The exercise:
Every line from the line containing "Please locate the triangular" through the final line of the data is to be printed exactly; no other line is to appear.

Begin Data in this exercise

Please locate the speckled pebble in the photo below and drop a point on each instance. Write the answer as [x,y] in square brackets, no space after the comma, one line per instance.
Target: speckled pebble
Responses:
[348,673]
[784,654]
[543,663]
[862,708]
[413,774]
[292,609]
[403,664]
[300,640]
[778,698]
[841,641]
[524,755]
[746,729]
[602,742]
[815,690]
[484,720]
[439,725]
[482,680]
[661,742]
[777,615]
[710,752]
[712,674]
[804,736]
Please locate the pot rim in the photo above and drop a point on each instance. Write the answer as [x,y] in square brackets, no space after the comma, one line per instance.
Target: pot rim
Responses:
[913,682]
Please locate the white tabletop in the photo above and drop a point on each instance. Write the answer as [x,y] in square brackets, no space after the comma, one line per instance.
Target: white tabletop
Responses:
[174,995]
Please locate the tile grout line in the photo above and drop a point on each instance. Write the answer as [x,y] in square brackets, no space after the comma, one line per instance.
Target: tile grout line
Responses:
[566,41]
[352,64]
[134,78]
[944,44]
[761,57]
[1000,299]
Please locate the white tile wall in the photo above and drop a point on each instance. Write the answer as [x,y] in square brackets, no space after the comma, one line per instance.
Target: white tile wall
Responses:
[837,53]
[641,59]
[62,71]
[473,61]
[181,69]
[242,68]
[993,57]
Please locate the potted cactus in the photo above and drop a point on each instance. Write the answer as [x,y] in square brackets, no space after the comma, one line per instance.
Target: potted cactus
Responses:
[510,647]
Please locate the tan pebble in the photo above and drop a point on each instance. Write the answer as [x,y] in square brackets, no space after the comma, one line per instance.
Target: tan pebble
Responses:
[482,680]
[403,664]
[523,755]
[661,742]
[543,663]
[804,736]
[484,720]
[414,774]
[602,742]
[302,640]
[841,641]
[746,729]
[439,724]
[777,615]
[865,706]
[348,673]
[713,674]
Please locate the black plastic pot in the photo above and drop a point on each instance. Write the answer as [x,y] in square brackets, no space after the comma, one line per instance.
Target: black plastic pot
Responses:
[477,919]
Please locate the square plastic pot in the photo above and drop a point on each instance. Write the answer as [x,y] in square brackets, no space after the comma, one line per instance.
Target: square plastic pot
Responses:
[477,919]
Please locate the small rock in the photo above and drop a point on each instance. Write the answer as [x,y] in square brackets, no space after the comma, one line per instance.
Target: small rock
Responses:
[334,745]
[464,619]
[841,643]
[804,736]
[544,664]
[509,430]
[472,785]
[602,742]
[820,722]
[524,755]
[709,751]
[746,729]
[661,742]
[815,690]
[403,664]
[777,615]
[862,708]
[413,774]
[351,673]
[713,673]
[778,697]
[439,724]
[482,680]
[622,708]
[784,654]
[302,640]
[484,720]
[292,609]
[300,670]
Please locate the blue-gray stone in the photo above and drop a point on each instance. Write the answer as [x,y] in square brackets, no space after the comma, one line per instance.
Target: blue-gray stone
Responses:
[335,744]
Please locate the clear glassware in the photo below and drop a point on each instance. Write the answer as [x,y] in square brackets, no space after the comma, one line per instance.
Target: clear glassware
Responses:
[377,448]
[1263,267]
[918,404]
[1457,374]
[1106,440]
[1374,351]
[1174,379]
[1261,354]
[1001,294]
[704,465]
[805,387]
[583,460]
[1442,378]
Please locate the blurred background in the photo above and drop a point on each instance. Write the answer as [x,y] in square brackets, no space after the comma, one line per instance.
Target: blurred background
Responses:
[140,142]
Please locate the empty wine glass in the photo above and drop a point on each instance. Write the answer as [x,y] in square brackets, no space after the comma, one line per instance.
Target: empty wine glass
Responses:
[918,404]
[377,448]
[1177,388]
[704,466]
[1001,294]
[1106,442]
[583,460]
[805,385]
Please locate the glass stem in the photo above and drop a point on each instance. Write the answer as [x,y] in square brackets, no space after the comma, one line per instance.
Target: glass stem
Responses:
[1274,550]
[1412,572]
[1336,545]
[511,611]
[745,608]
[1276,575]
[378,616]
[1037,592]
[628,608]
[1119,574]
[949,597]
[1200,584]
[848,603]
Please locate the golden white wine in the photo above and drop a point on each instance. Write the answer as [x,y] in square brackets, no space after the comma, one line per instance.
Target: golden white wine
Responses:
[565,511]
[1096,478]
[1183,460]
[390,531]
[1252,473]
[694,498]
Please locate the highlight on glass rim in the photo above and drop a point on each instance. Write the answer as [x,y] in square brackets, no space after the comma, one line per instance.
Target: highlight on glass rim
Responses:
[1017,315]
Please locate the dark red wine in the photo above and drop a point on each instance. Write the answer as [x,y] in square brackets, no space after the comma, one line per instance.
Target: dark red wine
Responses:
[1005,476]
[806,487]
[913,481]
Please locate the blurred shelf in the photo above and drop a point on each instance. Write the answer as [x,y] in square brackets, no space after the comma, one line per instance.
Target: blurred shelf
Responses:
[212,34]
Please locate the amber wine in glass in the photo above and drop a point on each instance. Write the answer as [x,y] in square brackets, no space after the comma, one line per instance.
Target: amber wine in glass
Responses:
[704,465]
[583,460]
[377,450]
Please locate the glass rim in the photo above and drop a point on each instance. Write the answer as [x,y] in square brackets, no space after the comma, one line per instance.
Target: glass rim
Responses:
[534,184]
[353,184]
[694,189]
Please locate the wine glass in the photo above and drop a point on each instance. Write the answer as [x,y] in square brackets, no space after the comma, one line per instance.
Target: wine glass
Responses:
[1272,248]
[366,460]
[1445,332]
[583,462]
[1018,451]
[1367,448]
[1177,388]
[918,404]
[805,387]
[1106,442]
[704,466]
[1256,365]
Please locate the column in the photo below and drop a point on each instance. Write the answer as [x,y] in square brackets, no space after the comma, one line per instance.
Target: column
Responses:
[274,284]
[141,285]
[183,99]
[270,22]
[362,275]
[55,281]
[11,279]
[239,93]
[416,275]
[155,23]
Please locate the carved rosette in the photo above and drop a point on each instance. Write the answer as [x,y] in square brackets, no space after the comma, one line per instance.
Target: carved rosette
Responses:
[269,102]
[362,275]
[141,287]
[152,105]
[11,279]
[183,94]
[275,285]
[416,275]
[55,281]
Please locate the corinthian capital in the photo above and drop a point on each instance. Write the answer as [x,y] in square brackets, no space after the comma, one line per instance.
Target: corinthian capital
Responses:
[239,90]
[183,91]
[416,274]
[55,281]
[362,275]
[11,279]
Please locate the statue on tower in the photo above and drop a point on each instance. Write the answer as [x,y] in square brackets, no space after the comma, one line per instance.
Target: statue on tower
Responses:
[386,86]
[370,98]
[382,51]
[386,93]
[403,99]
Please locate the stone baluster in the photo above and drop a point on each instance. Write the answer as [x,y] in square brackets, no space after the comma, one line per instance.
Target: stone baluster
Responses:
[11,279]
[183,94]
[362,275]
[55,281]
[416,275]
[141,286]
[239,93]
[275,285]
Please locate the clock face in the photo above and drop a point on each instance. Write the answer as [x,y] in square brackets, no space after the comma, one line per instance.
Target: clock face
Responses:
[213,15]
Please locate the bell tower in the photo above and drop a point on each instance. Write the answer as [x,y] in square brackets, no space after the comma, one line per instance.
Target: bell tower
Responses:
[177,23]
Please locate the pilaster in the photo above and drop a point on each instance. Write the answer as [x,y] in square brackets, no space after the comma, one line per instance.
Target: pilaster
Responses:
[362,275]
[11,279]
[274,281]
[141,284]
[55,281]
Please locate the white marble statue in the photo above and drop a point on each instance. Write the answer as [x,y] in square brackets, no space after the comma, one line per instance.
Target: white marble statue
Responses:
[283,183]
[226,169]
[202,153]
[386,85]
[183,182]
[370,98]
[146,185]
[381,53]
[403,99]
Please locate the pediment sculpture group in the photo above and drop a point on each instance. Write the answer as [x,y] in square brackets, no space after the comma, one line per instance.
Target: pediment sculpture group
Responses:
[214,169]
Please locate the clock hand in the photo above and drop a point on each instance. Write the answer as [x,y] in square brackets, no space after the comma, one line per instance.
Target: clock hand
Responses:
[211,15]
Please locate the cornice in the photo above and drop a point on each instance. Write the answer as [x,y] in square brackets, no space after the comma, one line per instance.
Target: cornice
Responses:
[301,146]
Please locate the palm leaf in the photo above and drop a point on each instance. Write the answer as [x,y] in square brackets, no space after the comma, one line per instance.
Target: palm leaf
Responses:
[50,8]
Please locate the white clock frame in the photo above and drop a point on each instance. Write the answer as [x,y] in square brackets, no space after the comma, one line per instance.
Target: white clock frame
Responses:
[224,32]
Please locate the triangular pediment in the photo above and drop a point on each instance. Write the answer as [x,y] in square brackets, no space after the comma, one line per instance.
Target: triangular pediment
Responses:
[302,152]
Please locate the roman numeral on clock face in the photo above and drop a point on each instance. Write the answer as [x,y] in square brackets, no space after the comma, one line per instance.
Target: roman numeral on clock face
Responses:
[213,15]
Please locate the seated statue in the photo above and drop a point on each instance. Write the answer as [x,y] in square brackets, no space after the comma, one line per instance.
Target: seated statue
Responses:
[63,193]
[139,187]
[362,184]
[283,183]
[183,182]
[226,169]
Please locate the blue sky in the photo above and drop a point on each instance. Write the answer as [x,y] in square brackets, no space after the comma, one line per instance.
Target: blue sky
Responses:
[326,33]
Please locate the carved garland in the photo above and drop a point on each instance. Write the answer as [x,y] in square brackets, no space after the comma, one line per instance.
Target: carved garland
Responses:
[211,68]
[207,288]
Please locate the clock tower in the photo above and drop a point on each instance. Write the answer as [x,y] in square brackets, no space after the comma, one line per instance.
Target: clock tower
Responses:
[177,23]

End Data in this exercise

Full answer:
Please locate the triangular pediment in the photo above and drop a point on each instance. Write the answer as [x,y] in square brackets, no space after the comma, one line per instance.
Target: triangular pediment
Responses:
[302,152]
Please locate the roman numeral on clock face in the photo above and drop a point on each instance. Write the answer as [x,y] in square brackets, no space after the comma, one line per instance.
Target: roman numeral on clock face
Responses:
[213,15]
Please locate the seated statue in the photo above and drop a point on each instance. Write the answer as [x,y] in square brackets, no space after the comma, one line per instance.
Target: seated statue
Responses:
[63,193]
[139,187]
[362,184]
[283,183]
[183,182]
[226,169]
Please locate the blue sky in the photo above and drop a point on each instance. Write the answer as [x,y] in square brackets, no space after the comma, one line per instance.
Target: blue sky
Responses:
[326,33]
Please locate the carved garland in the photo above and drop a point on each instance. Write the answer as [x,y] in square brackets, no space after the comma, one line per instance.
Target: carved garland
Responses:
[211,68]
[207,288]
Please locate the clock tower in the photo above and drop a point on each instance. Write the answer as [x,y] in square brackets, no space after the comma, one line per instance.
Target: clock tower
Responses:
[177,23]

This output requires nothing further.